§ Belirtilen Amaç 1: Girdilerde "large" dizesini barındıran her satırı ayıkla. Büyük-küçük harf farkı dikkate alınsın.

§ Sayfa Alıntısı:
Eşyanın Günlüğü






Eşyaların, şarkıların ve kokuların tıpkı insanlar gibi insanlar gibi anlamları vardır. Onlara sahipken fark etmediğimiz türlü anlamlar, kaybedince mutlu bir hatıradan öte garip bir acıya dönüşür. Bir resim, yağmurda dinlediğimiz o zamanların moda olan şarkısı; sadece eski bir zamana götürmez bizi. Kaldırımda otururken duyduğumuz bir kestane kokusu sadece eski bir mekânı hatırlatmaz bize. O ana tanıklık eden insanı, kalabalık içinde kaybolan kendimizi hatırlatır bize.

İnsanın hiçbir şeyi unutmadığını, en küçük ayrıntısına kadar olmasa bile her şeyi aklında tuttuğuna inanıyorum ben. Bazen yapbozdan büyük bir parçanın kaybolması gibi belirsiz bir şey gibi gelir gözümüze eski. Ama bir ayakkabı (sanırım beş altı yaşlarındayken giydiğim, merdivenleri çıkarken ayaklarımı sıkmasın diye ayaklarımı önde katladığım) bir anı değil, bir dünyayı anlatır bize.

Kimi zaman unutmak istediğimiz bir fotoğraf; (nedense hala yırtmamışızdır) önemli bir belgeyi aradığımız anda karşımıza çıkar. Kötü bir zaman değildir artık hatırlattığı ama.



Bazen bir şarkı -o aklımda olmasa bile- sahilde geceleyin yürürken o şarkıyı söyleyen gençleri hatırlatır. Nedense şarkı söyleyenleri tinerci sandığımızdan o şarkıyı her duyduğumuzda birbirimize bakıp ilkin gülümser, sonra da korkuyla unuturuz o şarkıyı bir kez daha duyana kadar.

Eski defterlerime yazdıklarımı sanki ben yazmamışım ben yazmamışım gibi okurum çoğu zaman. Uzaktan bakan, beni hiç tanımayan biri gibi. Bazen nasıl bu kadar saçmaladığımı, bazen de neden hala bir kitabım olmadığına şaşarım. İnsan şimdi’yi gelecekten çok geçmişle doldurarak yaşamayı sever, gelecek belki de hepimiz için umutsuz olduğundan.

§ Belirtilen Amaç 2: Eşyanın Günlüğü metnine göre anlatıcı eski defterlerine yazdıklarını çoğu zaman nasıl okur?

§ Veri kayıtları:

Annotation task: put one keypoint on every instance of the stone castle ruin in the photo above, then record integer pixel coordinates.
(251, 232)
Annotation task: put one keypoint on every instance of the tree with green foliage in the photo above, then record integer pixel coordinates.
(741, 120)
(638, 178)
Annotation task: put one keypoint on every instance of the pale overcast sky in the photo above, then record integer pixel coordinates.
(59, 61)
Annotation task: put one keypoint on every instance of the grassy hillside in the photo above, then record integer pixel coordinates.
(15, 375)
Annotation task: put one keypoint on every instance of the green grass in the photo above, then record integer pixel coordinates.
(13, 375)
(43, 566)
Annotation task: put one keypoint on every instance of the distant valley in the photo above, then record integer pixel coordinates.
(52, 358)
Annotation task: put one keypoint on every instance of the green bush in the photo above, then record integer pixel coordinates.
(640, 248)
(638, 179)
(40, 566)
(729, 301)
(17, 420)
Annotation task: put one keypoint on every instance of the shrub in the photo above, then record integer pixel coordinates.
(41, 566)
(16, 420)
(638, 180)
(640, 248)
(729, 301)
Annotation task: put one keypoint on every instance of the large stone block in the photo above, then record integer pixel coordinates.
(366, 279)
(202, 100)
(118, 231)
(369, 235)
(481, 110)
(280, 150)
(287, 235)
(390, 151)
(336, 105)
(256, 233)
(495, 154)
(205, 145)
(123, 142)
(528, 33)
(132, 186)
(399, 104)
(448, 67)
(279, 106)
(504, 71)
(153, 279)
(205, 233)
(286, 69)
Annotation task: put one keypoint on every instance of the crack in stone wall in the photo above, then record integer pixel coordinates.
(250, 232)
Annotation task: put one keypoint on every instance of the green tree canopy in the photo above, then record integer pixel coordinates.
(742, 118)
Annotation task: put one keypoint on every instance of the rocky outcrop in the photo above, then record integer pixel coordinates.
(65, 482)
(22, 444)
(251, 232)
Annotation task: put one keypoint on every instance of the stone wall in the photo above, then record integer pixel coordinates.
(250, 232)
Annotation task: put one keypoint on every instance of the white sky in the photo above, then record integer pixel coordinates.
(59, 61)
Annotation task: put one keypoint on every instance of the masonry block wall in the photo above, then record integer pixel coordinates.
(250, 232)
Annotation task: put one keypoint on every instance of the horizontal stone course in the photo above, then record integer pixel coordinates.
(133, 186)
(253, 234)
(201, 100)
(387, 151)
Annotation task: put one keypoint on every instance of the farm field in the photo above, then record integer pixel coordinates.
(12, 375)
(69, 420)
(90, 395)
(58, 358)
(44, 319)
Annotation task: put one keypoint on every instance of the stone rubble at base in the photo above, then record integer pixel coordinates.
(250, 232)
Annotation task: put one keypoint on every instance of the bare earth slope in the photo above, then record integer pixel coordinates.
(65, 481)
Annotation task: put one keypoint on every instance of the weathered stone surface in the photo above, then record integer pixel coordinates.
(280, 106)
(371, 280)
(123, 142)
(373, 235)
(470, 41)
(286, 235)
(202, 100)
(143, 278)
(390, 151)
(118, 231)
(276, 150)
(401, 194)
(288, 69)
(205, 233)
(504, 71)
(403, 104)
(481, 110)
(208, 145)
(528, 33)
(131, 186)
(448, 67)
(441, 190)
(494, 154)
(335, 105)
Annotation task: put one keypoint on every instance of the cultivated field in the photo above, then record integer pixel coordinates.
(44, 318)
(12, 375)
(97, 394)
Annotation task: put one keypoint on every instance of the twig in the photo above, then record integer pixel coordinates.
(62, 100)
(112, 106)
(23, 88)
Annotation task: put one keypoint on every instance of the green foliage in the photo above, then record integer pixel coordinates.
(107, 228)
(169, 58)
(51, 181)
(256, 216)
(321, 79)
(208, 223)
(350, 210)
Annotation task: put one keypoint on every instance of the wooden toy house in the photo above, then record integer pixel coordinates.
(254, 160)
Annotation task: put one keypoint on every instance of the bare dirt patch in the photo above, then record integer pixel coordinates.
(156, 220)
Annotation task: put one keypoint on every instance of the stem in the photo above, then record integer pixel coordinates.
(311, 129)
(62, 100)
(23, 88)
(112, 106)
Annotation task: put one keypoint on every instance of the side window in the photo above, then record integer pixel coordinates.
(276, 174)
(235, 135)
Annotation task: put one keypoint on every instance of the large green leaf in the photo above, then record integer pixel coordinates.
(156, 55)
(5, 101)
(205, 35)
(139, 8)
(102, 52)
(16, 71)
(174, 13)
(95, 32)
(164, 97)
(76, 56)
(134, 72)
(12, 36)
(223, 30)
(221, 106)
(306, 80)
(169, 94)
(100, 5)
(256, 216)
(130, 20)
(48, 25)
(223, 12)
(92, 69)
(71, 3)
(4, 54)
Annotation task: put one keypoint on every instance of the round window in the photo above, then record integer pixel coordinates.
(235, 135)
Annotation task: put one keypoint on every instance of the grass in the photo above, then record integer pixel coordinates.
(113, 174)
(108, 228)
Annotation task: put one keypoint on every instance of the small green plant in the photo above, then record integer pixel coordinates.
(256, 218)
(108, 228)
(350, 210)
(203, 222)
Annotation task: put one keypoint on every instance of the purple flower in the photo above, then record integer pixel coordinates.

§ Görev Çıktısı 1:
Annotation task: put one keypoint on every instance of the large stone block in the photo above, then record integer pixel coordinates.
Annotation task: put one keypoint on every instance of the large green leaf in the photo above, then record integer pixel coordinates.

§ Görev Çıktısı 2: Sanki onları kendisi yazmamış gibi, uzaktan bakan ve onu hiç tanımayan biri gibi okur.